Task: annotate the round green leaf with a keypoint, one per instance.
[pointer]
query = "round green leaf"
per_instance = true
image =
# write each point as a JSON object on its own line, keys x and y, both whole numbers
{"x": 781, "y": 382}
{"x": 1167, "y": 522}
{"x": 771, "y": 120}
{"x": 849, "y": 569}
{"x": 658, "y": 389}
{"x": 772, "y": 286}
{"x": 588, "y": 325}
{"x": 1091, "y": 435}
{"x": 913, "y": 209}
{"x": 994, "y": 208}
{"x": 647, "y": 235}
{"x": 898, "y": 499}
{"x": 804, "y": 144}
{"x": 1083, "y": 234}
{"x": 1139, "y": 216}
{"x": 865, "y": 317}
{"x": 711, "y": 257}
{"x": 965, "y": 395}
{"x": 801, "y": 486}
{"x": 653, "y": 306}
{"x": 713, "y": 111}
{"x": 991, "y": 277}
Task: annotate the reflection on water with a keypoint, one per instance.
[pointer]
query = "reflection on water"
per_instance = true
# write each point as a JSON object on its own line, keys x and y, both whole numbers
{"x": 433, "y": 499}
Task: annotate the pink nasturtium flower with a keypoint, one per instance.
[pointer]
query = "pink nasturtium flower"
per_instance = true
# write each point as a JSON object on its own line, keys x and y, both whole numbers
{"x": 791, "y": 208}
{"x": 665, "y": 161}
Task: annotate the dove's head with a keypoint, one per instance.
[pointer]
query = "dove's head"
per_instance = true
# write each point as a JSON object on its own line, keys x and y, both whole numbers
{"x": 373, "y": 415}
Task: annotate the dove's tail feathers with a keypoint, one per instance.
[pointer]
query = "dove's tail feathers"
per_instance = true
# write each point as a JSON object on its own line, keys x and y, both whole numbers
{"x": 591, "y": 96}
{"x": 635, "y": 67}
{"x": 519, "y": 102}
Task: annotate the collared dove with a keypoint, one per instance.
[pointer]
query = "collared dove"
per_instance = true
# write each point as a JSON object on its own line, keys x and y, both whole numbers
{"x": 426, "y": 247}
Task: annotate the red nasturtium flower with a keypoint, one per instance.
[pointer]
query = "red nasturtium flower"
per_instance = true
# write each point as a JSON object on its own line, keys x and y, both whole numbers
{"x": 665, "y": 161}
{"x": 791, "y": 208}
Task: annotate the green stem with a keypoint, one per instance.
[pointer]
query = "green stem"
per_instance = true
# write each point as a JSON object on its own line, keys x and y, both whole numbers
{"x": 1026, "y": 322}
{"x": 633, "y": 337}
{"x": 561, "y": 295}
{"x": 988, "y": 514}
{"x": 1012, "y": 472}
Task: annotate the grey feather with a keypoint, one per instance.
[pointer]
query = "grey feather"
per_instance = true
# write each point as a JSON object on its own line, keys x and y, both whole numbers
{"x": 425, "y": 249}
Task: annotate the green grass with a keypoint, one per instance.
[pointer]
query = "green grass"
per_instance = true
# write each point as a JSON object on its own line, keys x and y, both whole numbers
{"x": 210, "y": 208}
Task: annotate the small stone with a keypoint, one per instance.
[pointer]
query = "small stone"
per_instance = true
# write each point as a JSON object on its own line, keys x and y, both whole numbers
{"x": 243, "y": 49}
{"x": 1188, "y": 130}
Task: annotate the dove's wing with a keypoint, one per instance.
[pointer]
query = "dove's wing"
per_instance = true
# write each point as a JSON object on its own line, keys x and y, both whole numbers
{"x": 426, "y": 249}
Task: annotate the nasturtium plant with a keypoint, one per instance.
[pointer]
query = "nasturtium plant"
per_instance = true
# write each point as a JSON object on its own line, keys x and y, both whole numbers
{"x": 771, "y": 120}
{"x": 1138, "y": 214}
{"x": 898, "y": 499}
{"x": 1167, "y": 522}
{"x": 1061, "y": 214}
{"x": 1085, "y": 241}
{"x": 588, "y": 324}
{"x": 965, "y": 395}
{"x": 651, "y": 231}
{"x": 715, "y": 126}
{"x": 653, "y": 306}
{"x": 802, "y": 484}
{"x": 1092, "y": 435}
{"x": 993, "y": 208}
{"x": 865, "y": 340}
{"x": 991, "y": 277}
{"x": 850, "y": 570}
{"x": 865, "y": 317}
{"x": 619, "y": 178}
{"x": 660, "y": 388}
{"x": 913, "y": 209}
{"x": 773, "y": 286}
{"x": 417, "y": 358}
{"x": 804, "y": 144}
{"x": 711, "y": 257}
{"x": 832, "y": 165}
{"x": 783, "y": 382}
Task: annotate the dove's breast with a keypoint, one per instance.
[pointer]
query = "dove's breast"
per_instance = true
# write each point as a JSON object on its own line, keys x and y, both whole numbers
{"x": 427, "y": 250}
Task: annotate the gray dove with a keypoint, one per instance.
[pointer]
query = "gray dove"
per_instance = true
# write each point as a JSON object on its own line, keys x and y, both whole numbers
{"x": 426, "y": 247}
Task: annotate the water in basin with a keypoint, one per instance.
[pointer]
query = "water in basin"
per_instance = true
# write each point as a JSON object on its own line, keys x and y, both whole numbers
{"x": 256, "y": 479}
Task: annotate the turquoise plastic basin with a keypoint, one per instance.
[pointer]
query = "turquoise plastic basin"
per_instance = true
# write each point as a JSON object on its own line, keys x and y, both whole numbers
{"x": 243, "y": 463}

*AIM OF THE TASK*:
Retype the listing exactly, in full.

*ANSWER TO THIS EXERCISE*:
Task: annotate the round green leaf with a keypoint, one per instance.
[pointer]
query = "round green leaf"
per_instance = true
image =
# write each point as a JSON object on its own line, keys x and y, both whole numbers
{"x": 781, "y": 382}
{"x": 1167, "y": 522}
{"x": 771, "y": 120}
{"x": 849, "y": 569}
{"x": 658, "y": 389}
{"x": 772, "y": 286}
{"x": 588, "y": 325}
{"x": 1091, "y": 435}
{"x": 913, "y": 209}
{"x": 994, "y": 208}
{"x": 647, "y": 235}
{"x": 898, "y": 499}
{"x": 804, "y": 144}
{"x": 1083, "y": 234}
{"x": 1139, "y": 216}
{"x": 865, "y": 317}
{"x": 711, "y": 257}
{"x": 965, "y": 395}
{"x": 801, "y": 486}
{"x": 653, "y": 306}
{"x": 713, "y": 111}
{"x": 991, "y": 277}
Task: annotate the reflection on water with a keypoint, one per instance.
[pointer]
query = "reflection on water"
per_instance = true
# write each point as a JSON object on its own line, keys x and y, both whole numbers
{"x": 433, "y": 499}
Task: annotate the pink nasturtium flower with a keypoint, one per instance.
[pointer]
query = "pink nasturtium flower"
per_instance = true
# write each point as a JSON object on its own line, keys x and y, both whole numbers
{"x": 791, "y": 208}
{"x": 665, "y": 161}
Task: annotate the dove's head with a keypoint, one per instance.
[pointer]
query = "dove's head"
per_instance = true
# write each point as a JSON object on its own line, keys x and y, both whole numbers
{"x": 373, "y": 415}
Task: annotate the dove's tail feathers with a keypoint, one per instance.
[pointer]
query = "dove's tail feathers"
per_instance = true
# write each point as a JSON object on its own line, keys x and y, both whole numbers
{"x": 591, "y": 96}
{"x": 635, "y": 67}
{"x": 519, "y": 102}
Task: annotate the collared dove with a keypoint, one per instance.
[pointer]
query = "collared dove"
per_instance = true
# write each point as a JSON object on its own line, keys x and y, both whole numbers
{"x": 426, "y": 247}
Task: annotate the red nasturtium flower with a keypoint, one per instance.
[pointer]
query = "red nasturtium flower"
per_instance = true
# write each point as a JSON object on its own line, keys x and y, both whole numbers
{"x": 665, "y": 161}
{"x": 791, "y": 208}
Task: annotate the green stem with a keypoint, one per instance.
[pointer]
query = "green stem"
per_instance = true
# write each point as a JSON object on its own line, keys x and y, both whole numbers
{"x": 1026, "y": 322}
{"x": 633, "y": 337}
{"x": 561, "y": 295}
{"x": 988, "y": 514}
{"x": 1012, "y": 472}
Task: annotate the grey feather with a keypoint, one per instance.
[pointer]
query = "grey feather"
per_instance = true
# write each point as a JSON object on its own line, keys x and y, both whole numbers
{"x": 425, "y": 249}
Task: annotate the green grass with a keypoint, one per instance.
[pointer]
query = "green grass"
per_instance = true
# write each point as a JSON object on its own line, keys x and y, both whole numbers
{"x": 210, "y": 208}
Task: annotate the small stone with a keypoint, one per instance.
[pointer]
query = "small stone"
per_instance = true
# write each point as a JSON object on its own line, keys x and y, both whole numbers
{"x": 243, "y": 49}
{"x": 1188, "y": 130}
Task: annotate the dove's wing with a keypoint, one per instance.
[pointer]
query = "dove's wing"
per_instance = true
# write each point as a JSON object on its own line, keys x and y, both whole numbers
{"x": 426, "y": 249}
Task: annotate the nasturtium plant with a keypoint, one per instance.
[pointer]
query = "nasturtium plant"
per_instance = true
# write each point as a JSON object on its own line, keys x and y, both whole numbers
{"x": 771, "y": 120}
{"x": 1138, "y": 214}
{"x": 898, "y": 499}
{"x": 1167, "y": 522}
{"x": 1061, "y": 214}
{"x": 1085, "y": 241}
{"x": 588, "y": 324}
{"x": 965, "y": 395}
{"x": 651, "y": 231}
{"x": 715, "y": 126}
{"x": 653, "y": 306}
{"x": 802, "y": 484}
{"x": 1092, "y": 435}
{"x": 993, "y": 208}
{"x": 865, "y": 340}
{"x": 991, "y": 277}
{"x": 850, "y": 570}
{"x": 865, "y": 317}
{"x": 619, "y": 178}
{"x": 660, "y": 388}
{"x": 913, "y": 209}
{"x": 773, "y": 286}
{"x": 417, "y": 358}
{"x": 804, "y": 144}
{"x": 711, "y": 257}
{"x": 832, "y": 165}
{"x": 783, "y": 382}
Task: annotate the dove's breast with a keypoint, one per instance.
[pointer]
query = "dove's breast"
per_instance = true
# write each point as a JSON object on its own line, keys x and y, both whole numbers
{"x": 427, "y": 250}
Task: annotate the gray dove with a keypoint, one per instance.
[pointer]
query = "gray dove"
per_instance = true
# write each point as a JSON object on its own line, keys x and y, both whole numbers
{"x": 426, "y": 247}
Task: annotate the water in basin with a keypoint, one per instance.
[pointer]
query = "water in basin"
per_instance = true
# write each point as a JSON object on its own line, keys x and y, both whole numbers
{"x": 256, "y": 479}
Task: annotate the turquoise plastic basin with a keypoint, one per instance.
[pointer]
query = "turquoise plastic basin"
per_instance = true
# write each point as a JSON object on its own line, keys x and y, both whole numbers
{"x": 243, "y": 463}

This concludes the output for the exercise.